Source passage:
____________________

Sunday, September 14, 2014

Heather Gregg-Earl- Top Woman Sailor's Global Perspective

Heather Gregg-Earl- J/70 sailor and owner of MUSE (Nantucket, MA)- Nantucket Race Week inspires perspective on the global picture for some sailors.  This annual summer event is a nine-day experience that brings the entire Nantucket community together in a fun-filled week of regattas, awards ceremonies, and parties. Over the course of the week, there are 15 race events that provide sport for everyone from young dinghy sailors and families in the household one design to grand prix racers at the very top of their profession.

Skipper Heather Gregg-Earl won the IOD Celebrity Invitational Regatta, with Robbie Doyle as her celebrity tactician, raced in IOD International One Design class boats. Her victory also earned Nantucket Race Week’s overall “Best Performance in a One-Design Class” presented by Stacee Mahoney, Regional Manager, Porsche Cars North America. Hearing of the award, Heather commented on the mission of Nantucket Community Sailing, which the Celebrity Invitational and other NRW activities help sustain:

“Bringing sailing into kids lives is such a wonderful and valuable initiative – and after having had a son experience the world through sailing this summer I wanted to share a quick story.

My 11 year old son had the opportunity to go to the Opti Europeans in Ireland and also to spend 10 days in Israel beforehand training with the Israeli National Opti Team.

____________________

Actions to take:
1) According to the article about Heather Gregg-Earl, which regatta did she win with Robbie Doyle as her celebrity tactician?
2) Carry the article about Heather Gregg-Earl forward from its last sentence, staying in her voice as she tells the story of her son's summer.
The records play no part in the work on the article about Heather Gregg-Earl.

____________________

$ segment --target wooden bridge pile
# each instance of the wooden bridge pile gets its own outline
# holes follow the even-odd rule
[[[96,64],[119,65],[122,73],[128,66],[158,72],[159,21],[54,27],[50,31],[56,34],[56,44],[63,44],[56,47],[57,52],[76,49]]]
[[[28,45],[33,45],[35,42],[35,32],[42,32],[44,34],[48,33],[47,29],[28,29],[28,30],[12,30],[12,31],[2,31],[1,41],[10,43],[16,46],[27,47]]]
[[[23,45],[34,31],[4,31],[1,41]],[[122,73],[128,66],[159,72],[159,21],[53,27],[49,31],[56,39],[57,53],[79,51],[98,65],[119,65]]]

____________________

Exercise responses:
1) The IOD Celebrity Invitational Regatta.

2)
I flew the 4 US kids over to Tel Aviv, which was before the conflict erupted, but had to return while they stayed. They got out the day before the airport closed and had a wonderful time. My son came back to tell me the story of having sailed on the Sea of Galilee, then on the Med, his local host family, his time living on a kibbutz, the Hebrew words he learned, and then with great big eyes, he told me “mom, there is a place called Gaza!” (as if no one knew about it, very cute) and proceeded to tell me they had to go into a bunker at midnight when they stayed with their local family.

He grew up a lot this trip and it really hit me that this experience was all possible because of his sailing.

While many kids may not pursue sailing at the national/international level, the principles are all the same. Independence, making new friends, teamwork, camaraderie, confidence, and a desire to experience the world and the sea with different eyes, the work NCS does in bringing sailing into kids life’s is, in my book, life changing.

Thanks to Nantucket Community Sailing for all it does to make sailing accessible to all.”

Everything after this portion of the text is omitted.